Quoted text >>
Pietro Passarelli

Regex - an easyer approach

Regex - an “easyer” approach

“Regular expressions are a way to describe patterns in string data.”

Excerpt From: Haverbeke, Marijn. “Eloquent JavaScript.” iBooks. This material may be protected by copyright.

defining the problem

Let’s say we want to write a regex to match timecodes, to test a given timecode has a valid format

We consider the notation hours, minutes, seconds, milliseconds. Such as 01:17:23.736 where the milliseconds that can be represented either with a . or a , hh:mm:ss.mmm Or hh:mm:ss,mmm.

When writing a regex you’d be tempted to mash all the symbols together, test it and tweak it until it works, and get it done and over with asap. An alaternative approach is [ giving var to patterns and then combining those patterns this makes it easyer to read, easyer to write, and most importantly easyer to think about in a systematic way.

exploring the problem

For this example I’m using JavaScript, but most languages have support for regex with only minor tweaks to transpose them from one language to another.

We know that \d is equivalent to any digit caracther ` [0-9]`.

So just by looking at our timecode string 01:17:23.736 hh:mm:ss.mmm we can already describe it as:

/\d\d:\d\d:\d\d.\d\d\d/

This can be refactored using the notation {number} defines how many time the instance is expected to occur. so where writing \d{2} is equivalent to write \d\d, where we are expecting two digits one after the other.

/\d{2}:\d{2}:\d{2}.\d{3}/

Square brackets such as [something somethingElse] means any something or somethingElse. And any character in brackets loose it’s special value.

So if we want to see milliseconds with , and milliseconds with , we would write

/\d{2}:\d{2}:\d{2}[ . ,]\d{3}/

Which in JavaScript you would run by defining a variable with the regex pattern, and the method .test on that variable passing the string you want to test as argument. Last but not least using console.log to print out the outcome.

var timeCode =  /\d{2}:\d{2}:\d{2}[ . ,]\d{3}/;

console.log(timeCode.test("01:17:23.736"));

This is also equivalent to writing it without using the variable declaration if you want to have a one liner.

console.log( /\d{2}:\d{2}:\d{2}[ . ,]\d{3}/.test("01:17:23.736"));

a more sensible approach

Now you might have noticed that I got carried away and didn’t realy follow the approach I set out to show you and the code is not very readable especilly in the last one liner, I didn’t define variables with regex patterns and combined those to make it more manageable and readable, as well as flexible if the timecode I am looking for where to change.

So here’s how you’d go about following this more sensible approach.

Required work >>
a – Can you reproduce the stretch of the timecode regex post from "This can be" through "it’s special value."?
b – Could you continue the timecode regex post, starting right after its final sentence?

Source material >>

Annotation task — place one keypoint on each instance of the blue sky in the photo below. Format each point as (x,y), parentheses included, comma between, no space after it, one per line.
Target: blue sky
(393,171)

Expected results >>
a –
This can be refactored using the notation {number} defines how many time the instance is expected to occur. so where writing \d{2} is equivalent to write \d\d, where we are expecting two digits one after the other.

/\d{2}:\d{2}:\d{2}.\d{3}/

Square brackets such as [something somethingElse] means any something or somethingElse. And any character in brackets loose it’s special value.

b –
Once again you got your timecode string 01:17:23.736 hh:mm:ss.mmm

Now you think, what have you got as smallest unit. We got hours,minutes, and milliseconds that are all 2 digit characters.

So I could start to write a pattern to match that

var twoDigit = /\d{2}/;

Then we see we got milliseconds which is a 3 digit characters.

var mmm = /\d{3}/;

which we could already write as

var timeCode = /twoDigit:twoDigit:twoDigit.mmm/;

which would look like:

// a simple readable approach to writing regex using variables.
var twoDigit = /\d{2}/;
var mmm = /\d{3}/;
var timeCode = /twoDigit:twoDigit:twoDigit.mmm/;
console.log(timeCode.test("01:17:23.736"));

but timecode come in pairs

but generally timecode, for example in subtitles files come in pairs, for example in an srt file, so here’s in an example of how we did a regex, but now need to expand on it to match a larger string.

00:00:06,500 --> 00:00:10,790
some text from a subtitle file srt 

it can be usefull

“A part of a regular expression that is surrounded in parentheses counts as a single element as far as the operators following it are concerned.” - Excerpt From: Haverbeke, Marijn. “Eloquent JavaScript.”

for this example if we just consider the string with the timecodes, let’s say we have parsed it and isolated it into its own string.

00:00:06,500 --> 00:00:10,790

considering the code written in the previous section, we can now add to it as follow:

// a simple readable approach to writing regex using variables.
var twoDigit = /\d{2}/;
var mmm = /\d{3}/;
var timeCode = /twoDigit:twoDigit:twoDigit,mmm/;

var twoTimeCodes = /timeCode --> timeCode/;

console.log(twoTimeCodes.test("00:00:06,500 --> 00:00:10,790"));

how much easyer was that? we just had to add this line:

var twoTimeCodes = /timeCode --> timeCode/;

and change what var we were using to run the test to this last one.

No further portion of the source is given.